■ HOW TO COMPLETE THIS TASK ■
Taking the lines below one at a time, count those with the string "ocean" and give the result alone.
Top of INFORMATION PROVIDED
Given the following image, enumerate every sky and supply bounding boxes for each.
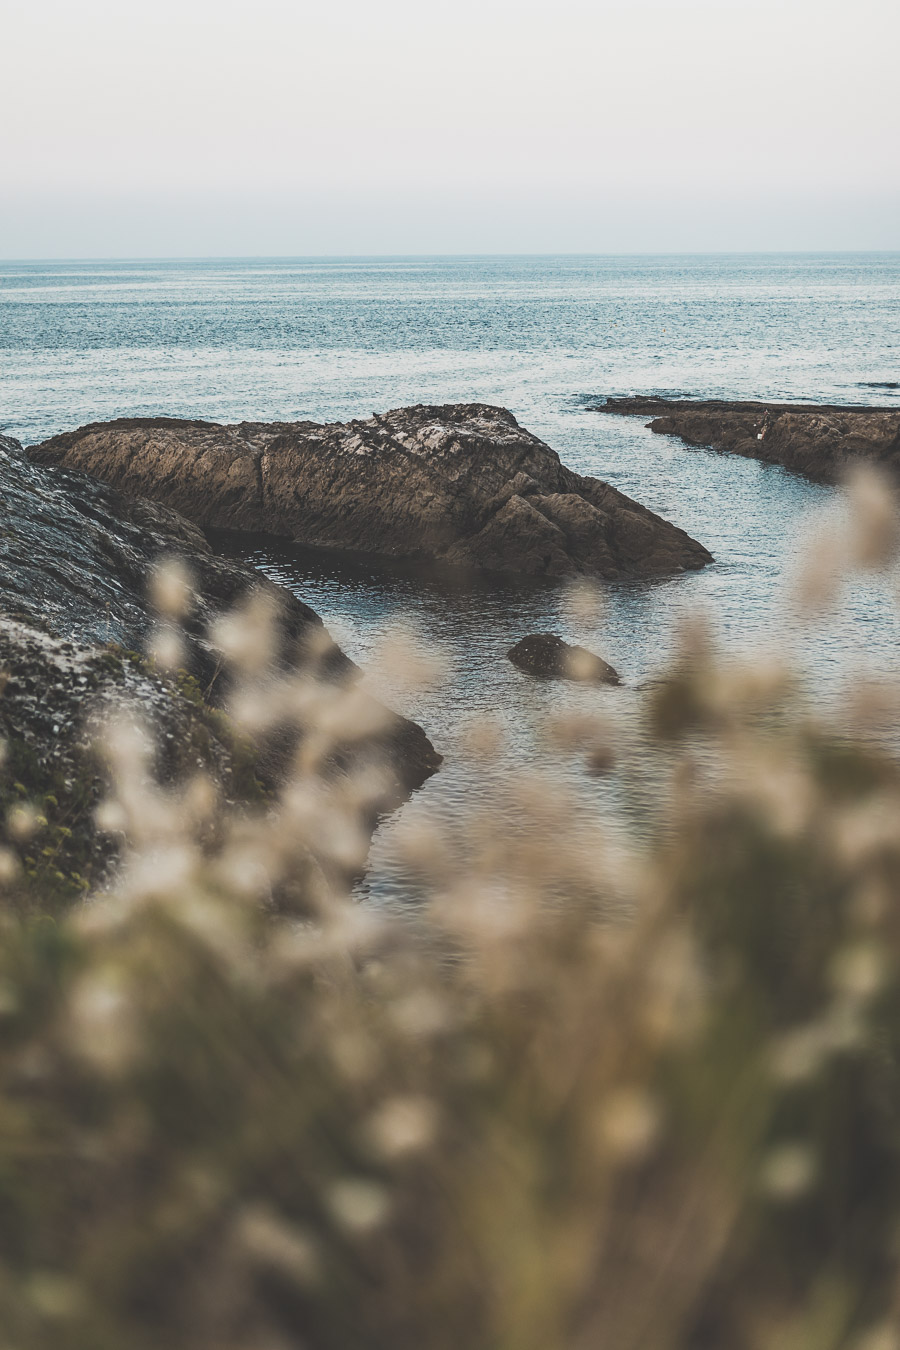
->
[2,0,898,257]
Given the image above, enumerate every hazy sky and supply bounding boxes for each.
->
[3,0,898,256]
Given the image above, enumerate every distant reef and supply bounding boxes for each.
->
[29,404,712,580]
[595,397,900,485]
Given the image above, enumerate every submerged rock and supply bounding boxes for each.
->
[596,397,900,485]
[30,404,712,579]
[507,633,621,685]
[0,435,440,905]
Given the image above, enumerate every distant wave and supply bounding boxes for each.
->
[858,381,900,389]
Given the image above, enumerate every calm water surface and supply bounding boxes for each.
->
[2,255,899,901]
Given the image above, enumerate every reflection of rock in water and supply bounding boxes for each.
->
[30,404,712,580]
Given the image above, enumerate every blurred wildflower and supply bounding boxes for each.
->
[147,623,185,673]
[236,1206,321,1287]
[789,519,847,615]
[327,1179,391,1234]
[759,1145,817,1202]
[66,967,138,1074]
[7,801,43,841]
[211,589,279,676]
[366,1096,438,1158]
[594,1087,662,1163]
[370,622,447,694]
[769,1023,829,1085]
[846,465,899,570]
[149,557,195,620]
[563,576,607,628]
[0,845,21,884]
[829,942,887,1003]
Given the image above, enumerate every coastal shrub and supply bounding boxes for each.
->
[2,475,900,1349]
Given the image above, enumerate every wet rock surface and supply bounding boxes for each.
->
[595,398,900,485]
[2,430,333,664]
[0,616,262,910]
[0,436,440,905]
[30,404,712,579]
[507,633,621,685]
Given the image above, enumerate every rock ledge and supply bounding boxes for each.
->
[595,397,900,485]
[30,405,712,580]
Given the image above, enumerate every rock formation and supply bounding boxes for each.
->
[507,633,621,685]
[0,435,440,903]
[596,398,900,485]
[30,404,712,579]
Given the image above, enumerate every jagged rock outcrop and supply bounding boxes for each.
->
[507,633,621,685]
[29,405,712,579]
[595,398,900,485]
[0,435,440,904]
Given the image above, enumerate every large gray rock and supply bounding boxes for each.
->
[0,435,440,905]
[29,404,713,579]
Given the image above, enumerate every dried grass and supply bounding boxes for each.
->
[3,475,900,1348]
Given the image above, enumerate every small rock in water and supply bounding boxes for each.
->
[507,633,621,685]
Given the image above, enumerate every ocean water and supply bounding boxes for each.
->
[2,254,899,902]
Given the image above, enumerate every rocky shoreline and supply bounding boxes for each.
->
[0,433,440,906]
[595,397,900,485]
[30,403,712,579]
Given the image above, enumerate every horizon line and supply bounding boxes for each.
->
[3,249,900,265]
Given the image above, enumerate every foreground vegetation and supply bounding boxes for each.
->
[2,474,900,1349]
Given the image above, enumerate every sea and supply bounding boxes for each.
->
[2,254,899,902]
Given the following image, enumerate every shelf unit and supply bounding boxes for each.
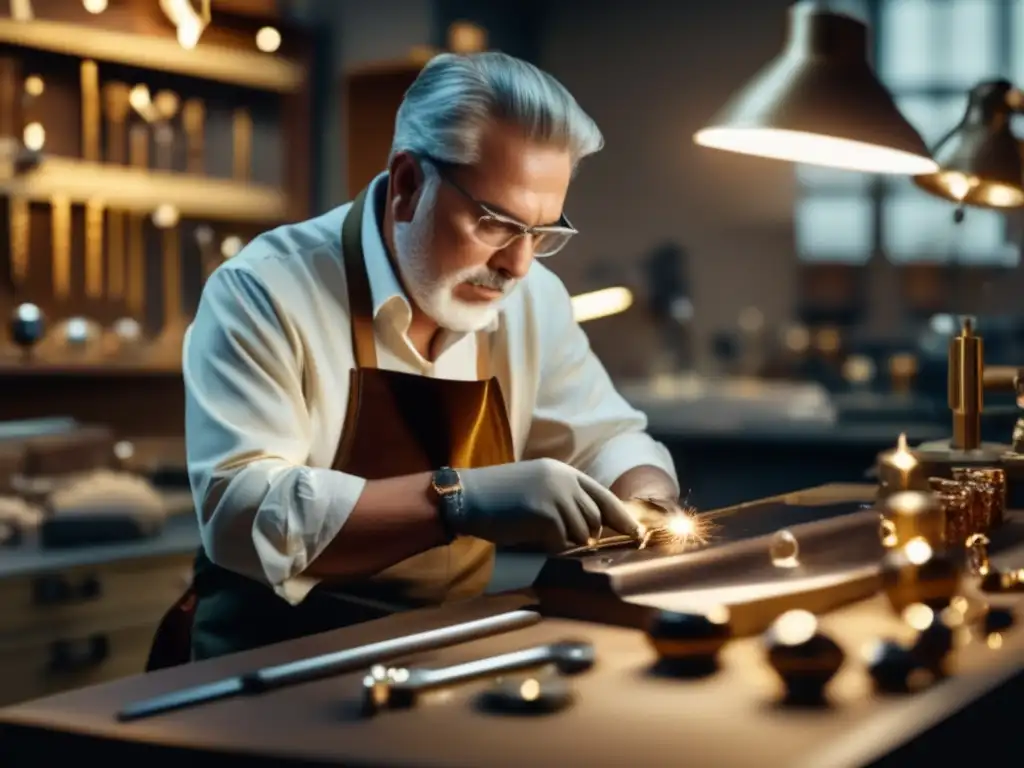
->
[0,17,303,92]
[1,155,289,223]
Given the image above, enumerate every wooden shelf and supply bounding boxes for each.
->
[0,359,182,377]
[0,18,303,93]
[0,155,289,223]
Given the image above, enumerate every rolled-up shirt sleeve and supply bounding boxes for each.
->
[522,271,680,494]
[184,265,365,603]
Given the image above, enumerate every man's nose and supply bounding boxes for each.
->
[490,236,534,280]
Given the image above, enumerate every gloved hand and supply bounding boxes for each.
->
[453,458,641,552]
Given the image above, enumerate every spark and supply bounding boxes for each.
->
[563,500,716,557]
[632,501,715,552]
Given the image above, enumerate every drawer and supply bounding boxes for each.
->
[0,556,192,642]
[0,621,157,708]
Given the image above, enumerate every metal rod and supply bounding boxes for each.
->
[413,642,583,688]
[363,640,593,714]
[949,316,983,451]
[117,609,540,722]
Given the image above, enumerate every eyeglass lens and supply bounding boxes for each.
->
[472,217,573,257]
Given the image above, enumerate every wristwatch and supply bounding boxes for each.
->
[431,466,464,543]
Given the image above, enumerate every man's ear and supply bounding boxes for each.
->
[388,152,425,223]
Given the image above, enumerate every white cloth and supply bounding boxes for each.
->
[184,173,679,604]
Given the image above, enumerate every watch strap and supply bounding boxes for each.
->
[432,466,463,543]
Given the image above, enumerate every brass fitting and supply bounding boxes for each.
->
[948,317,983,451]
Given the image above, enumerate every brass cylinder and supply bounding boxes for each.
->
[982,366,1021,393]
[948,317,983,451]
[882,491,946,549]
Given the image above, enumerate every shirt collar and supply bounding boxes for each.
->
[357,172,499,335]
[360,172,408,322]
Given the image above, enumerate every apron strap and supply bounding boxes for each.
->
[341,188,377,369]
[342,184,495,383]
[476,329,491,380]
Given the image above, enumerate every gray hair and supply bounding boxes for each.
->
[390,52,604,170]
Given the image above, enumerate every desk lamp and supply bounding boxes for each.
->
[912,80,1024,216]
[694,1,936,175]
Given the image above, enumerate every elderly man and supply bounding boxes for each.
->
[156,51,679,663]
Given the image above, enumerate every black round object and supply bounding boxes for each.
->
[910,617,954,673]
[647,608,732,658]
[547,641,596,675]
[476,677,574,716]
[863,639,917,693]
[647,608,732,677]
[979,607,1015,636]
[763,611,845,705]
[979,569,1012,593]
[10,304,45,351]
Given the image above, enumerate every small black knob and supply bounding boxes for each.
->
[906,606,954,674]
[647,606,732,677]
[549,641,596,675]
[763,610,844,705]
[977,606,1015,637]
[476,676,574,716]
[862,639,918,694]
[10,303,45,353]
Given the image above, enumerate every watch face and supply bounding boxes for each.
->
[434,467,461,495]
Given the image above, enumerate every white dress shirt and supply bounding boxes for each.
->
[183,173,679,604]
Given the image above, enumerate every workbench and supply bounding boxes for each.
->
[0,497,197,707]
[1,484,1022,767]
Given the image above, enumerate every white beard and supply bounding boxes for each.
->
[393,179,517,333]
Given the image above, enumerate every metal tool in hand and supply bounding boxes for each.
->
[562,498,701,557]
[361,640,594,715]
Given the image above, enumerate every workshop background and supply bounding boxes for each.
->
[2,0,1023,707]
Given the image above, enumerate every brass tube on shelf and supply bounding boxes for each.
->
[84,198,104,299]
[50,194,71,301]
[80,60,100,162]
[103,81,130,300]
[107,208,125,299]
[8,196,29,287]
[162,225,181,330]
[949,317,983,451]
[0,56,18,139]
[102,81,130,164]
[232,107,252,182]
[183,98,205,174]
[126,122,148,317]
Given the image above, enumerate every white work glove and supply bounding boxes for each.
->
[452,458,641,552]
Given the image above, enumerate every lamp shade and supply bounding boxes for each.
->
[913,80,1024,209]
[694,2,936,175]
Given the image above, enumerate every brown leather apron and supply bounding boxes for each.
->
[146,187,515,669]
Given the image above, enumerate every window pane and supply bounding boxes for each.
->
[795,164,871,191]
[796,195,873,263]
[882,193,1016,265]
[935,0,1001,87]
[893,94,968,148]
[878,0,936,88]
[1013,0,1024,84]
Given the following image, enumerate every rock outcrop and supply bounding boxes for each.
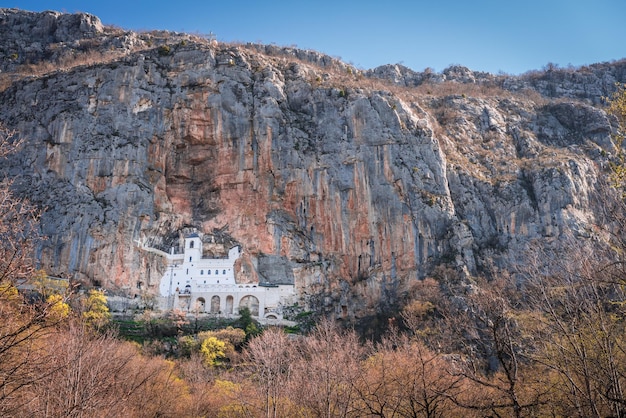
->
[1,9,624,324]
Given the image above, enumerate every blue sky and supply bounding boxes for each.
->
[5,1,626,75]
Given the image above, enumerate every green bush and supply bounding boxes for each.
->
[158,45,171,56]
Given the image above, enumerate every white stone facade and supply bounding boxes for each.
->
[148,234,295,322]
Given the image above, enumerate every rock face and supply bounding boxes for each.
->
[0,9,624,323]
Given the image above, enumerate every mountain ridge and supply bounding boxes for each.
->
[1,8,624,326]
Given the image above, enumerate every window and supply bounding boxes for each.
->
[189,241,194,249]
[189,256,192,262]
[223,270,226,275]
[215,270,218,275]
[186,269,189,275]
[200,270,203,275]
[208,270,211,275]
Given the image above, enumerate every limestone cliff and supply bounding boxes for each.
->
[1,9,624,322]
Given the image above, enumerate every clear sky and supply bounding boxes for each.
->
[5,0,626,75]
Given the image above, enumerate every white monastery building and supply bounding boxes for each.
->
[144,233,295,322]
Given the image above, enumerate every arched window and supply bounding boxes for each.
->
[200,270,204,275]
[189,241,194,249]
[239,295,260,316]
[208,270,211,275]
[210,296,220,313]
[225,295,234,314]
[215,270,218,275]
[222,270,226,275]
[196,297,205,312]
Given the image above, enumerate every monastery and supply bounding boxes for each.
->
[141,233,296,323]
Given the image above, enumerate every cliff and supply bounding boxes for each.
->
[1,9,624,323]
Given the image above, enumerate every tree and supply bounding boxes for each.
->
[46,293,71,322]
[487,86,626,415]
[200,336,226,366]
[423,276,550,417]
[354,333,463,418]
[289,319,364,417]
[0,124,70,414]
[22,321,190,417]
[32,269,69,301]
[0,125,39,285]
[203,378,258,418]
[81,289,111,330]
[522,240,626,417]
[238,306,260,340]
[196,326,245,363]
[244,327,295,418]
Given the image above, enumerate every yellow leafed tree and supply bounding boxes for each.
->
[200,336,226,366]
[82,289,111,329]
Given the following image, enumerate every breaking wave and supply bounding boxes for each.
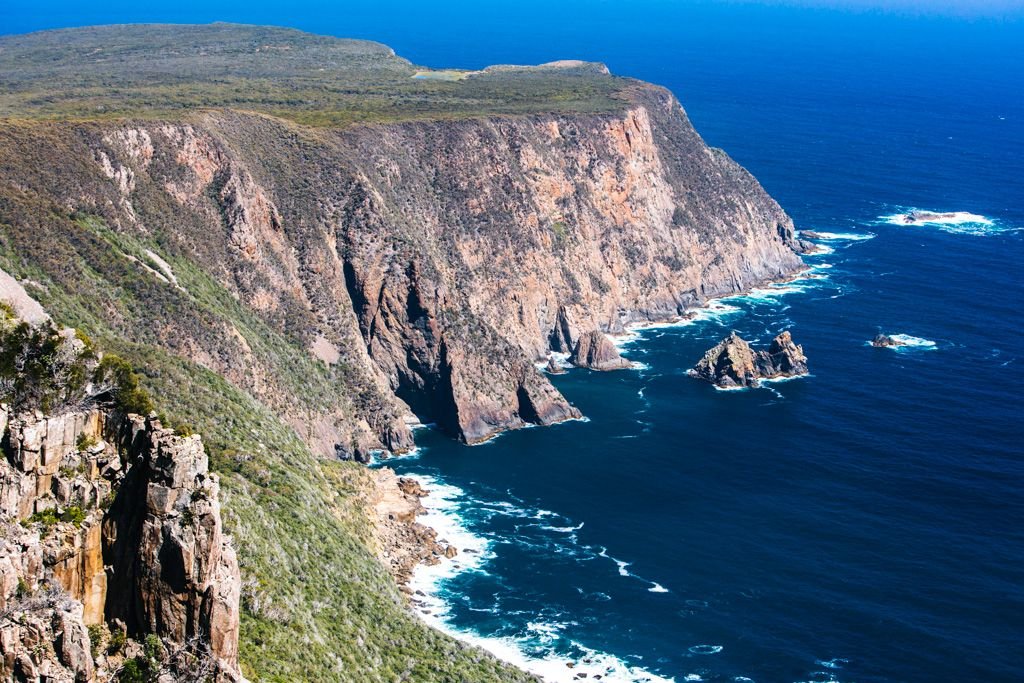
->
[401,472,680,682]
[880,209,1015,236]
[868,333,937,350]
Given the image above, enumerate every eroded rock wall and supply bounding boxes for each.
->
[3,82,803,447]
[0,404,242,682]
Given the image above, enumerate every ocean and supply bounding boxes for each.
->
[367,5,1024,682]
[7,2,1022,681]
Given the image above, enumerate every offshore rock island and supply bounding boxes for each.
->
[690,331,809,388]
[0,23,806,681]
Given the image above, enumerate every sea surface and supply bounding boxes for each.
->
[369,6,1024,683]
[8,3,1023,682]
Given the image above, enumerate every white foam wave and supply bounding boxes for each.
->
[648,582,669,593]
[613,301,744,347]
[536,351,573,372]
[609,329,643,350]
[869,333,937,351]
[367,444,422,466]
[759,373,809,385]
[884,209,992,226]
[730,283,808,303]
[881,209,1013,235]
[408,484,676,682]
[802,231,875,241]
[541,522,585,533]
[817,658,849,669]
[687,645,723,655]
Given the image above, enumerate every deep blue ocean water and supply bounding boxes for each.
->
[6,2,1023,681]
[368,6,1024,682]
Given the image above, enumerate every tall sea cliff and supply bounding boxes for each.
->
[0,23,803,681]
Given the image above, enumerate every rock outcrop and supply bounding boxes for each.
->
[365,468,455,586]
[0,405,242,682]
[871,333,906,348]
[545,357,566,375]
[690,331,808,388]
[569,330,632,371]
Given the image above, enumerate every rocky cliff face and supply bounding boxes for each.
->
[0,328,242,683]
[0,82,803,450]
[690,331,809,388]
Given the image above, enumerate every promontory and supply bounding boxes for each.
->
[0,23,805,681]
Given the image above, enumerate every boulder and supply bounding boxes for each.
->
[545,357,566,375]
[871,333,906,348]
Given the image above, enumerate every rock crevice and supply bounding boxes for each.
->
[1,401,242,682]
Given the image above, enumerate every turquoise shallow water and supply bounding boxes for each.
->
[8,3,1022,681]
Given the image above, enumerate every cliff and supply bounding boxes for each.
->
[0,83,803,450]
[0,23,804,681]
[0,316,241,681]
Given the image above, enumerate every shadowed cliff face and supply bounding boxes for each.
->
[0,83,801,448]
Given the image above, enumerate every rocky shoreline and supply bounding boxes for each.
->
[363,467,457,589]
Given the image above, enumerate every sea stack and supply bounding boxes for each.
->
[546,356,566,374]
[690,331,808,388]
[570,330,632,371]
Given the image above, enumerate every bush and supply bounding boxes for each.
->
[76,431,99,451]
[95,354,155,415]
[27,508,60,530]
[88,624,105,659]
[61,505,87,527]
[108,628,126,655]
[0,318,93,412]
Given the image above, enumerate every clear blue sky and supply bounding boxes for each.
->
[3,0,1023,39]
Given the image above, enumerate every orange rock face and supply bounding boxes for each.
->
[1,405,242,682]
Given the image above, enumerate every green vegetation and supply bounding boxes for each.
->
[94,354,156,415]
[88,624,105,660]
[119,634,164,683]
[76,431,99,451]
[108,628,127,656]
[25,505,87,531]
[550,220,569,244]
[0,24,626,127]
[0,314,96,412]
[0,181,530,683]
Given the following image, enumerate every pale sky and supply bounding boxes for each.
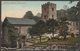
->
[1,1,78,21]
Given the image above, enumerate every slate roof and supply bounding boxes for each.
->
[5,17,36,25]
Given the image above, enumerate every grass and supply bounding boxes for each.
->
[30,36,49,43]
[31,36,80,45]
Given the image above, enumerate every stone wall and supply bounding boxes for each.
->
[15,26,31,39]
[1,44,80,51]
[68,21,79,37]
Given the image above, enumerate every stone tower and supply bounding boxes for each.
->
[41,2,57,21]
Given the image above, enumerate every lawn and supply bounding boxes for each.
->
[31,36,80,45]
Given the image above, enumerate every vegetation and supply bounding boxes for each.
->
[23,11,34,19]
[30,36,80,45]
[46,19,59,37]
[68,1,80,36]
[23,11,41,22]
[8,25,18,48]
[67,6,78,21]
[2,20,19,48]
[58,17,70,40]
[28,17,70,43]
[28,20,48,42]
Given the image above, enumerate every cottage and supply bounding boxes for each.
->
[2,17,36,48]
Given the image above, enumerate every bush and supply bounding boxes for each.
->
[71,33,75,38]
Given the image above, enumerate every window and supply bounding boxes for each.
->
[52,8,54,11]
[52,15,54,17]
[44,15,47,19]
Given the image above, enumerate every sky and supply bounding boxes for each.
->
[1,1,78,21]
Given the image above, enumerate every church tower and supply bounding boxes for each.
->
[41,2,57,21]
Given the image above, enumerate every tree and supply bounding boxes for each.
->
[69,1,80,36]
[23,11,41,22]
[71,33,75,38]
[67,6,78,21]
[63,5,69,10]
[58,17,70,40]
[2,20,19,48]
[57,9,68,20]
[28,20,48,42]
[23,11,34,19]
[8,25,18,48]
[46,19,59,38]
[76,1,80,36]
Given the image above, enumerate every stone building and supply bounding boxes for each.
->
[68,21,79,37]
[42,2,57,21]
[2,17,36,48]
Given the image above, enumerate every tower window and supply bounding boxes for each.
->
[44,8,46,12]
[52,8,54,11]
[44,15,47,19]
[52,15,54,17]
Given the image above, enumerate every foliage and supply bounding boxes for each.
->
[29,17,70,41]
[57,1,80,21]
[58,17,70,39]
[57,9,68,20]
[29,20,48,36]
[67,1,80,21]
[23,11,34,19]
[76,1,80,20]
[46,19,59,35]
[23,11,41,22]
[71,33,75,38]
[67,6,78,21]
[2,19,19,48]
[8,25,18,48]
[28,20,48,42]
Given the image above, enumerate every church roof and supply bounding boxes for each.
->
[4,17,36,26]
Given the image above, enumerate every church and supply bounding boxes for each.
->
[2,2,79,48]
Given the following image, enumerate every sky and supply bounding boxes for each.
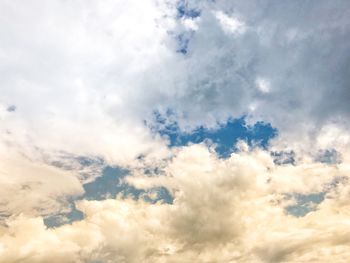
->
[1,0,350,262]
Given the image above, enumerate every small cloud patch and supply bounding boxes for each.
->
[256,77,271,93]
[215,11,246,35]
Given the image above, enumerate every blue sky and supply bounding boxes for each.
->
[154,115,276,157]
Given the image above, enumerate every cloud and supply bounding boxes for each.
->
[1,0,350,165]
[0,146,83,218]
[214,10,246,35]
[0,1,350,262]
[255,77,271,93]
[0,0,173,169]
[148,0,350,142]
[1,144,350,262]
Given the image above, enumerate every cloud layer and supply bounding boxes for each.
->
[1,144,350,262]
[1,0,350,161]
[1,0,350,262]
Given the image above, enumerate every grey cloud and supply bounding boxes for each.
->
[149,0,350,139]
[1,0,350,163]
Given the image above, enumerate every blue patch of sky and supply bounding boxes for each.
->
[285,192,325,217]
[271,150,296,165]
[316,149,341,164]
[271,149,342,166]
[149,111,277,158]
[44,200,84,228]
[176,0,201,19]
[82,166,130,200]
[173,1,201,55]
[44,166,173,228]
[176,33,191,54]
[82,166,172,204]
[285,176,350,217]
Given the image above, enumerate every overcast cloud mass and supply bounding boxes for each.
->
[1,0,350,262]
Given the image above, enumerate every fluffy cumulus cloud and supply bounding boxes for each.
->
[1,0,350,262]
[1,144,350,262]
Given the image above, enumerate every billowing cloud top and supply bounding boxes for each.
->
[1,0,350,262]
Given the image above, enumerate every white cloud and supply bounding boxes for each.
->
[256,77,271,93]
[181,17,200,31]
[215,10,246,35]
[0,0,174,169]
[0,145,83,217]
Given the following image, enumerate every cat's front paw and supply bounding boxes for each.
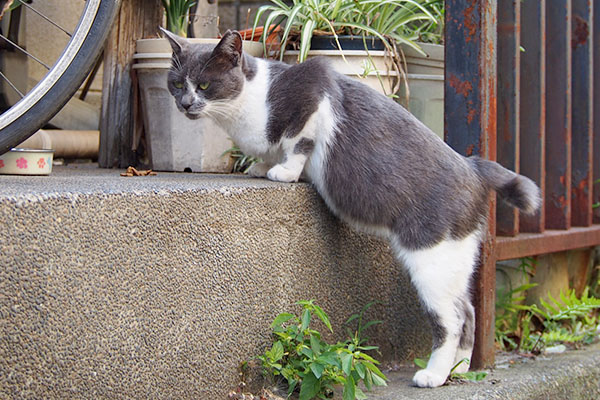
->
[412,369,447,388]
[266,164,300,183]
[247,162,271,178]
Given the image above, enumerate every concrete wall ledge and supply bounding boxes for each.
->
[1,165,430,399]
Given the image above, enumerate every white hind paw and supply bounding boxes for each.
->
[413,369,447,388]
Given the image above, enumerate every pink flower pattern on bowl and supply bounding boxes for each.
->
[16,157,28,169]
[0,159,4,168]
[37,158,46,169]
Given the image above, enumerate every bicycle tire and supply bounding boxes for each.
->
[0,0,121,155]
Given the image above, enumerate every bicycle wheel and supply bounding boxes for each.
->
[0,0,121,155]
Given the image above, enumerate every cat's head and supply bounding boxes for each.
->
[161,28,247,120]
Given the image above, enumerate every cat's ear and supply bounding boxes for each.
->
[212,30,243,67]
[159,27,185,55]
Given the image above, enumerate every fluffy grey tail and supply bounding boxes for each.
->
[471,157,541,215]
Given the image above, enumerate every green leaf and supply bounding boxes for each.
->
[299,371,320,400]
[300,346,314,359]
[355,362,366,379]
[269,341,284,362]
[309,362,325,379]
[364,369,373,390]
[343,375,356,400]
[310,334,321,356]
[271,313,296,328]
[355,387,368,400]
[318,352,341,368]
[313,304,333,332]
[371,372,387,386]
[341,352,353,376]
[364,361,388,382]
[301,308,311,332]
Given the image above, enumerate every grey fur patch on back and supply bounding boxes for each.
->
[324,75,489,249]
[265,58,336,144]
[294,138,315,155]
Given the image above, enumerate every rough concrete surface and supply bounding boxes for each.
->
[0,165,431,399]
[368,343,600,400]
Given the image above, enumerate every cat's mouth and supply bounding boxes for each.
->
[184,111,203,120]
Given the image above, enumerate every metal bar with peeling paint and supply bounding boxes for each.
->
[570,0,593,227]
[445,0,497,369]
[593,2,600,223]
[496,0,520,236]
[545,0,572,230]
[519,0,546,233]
Bottom of INFORMATION PROVIDED
■ ANSWER SPACE ■
3